ARTICLE.
=====
But her accomplishments have nothing to do with why I turn to Nordstrom in moments of self-doubt. Nordstrom knew how to precisely calibrate writerly encouragement: each letter an ingenious recipe of flattery, exhortation, modest advice, call to action, gentle suggestion. They're exactly the kinds of letters you'd kill for from an editor. And when all else failed to move whichever blocked or recalcitrant or less than amiable writer she was dealing with, Nordstrom would pull a crumpled paper from her purse, flatten it out on her desk, and read it over. It was a quote from Martha Graham and it went like this:

There is a vitality, a life force, a quickening that is translated through you into action and because there is only one of you in all of time this expression is unique. And if you block it it will never exist through any other medium and it will be lost. It is not your business to determine how good it is, nor how valuable, nor how it compares with other expressions. It is your business to keep it yours, clearly and directly, to keep the channel open.  
Dear Ursula, I keep that quote in my purse now, too.


  1. Sounds like a winner. I think I need to go find that book. =)

  2. Thank you for introducing me to what appears to be a most remarkable woman in the kidlit sphere - a gutsy, compassionate woman whom we all should know! This tribute reminds me a lot of the tributes I read to Margaret McElderry - of the same ilk, I suspect.

  3. @Joanna: yes, like McElderry, another kidlit hero! Kidlit was a place where working women could find, and lead, their own way; although they were paid less, the men in the industry pretty much left them in peace. Nordstrom was a shrewd businesswoman and always kept her department well in the black.
=====
DATA SECTION.
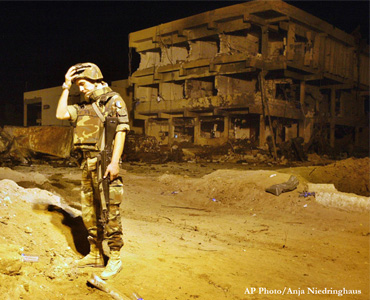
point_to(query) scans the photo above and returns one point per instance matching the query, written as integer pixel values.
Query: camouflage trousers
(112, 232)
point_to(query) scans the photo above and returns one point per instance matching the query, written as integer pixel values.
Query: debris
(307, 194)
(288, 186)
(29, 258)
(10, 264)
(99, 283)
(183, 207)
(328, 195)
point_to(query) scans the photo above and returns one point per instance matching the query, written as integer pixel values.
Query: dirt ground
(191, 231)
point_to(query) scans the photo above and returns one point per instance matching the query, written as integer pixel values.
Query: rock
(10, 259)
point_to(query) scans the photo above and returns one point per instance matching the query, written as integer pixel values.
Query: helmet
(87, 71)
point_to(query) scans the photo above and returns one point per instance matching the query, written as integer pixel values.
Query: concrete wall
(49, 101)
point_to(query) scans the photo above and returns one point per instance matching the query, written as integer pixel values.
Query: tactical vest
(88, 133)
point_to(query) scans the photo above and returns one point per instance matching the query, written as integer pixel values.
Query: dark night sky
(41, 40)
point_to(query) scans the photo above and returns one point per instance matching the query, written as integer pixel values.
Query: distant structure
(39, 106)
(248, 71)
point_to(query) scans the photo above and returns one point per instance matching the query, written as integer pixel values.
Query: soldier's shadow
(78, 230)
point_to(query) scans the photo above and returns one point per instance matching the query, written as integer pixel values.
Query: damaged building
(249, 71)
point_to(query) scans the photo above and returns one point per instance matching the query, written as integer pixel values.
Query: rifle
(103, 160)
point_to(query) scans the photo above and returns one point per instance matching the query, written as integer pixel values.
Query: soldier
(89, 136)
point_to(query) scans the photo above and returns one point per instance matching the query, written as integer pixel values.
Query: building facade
=====
OBJECTIVES.
(a) In the article about Nordstrom, who said the quote that Nordstrom kept in her purse?
(b) Return the passage of the article about Nordstrom from "2. Thank you" to "in the black.", copied word for word.

ANSWERS TO THE EXERCISE.
(a) Martha Graham.

(b)
2. Thank you for introducing me to what appears to be a most remarkable woman in the kidlit sphere - a gutsy, compassionate woman whom we all should know! This tribute reminds me a lot of the tributes I read to Margaret McElderry - of the same ilk, I suspect.

  3. @Joanna: yes, like McElderry, another kidlit hero! Kidlit was a place where working women could find, and lead, their own way; although they were paid less, the men in the industry pretty much left them in peace. Nordstrom was a shrewd businesswoman and always kept her department well in the black.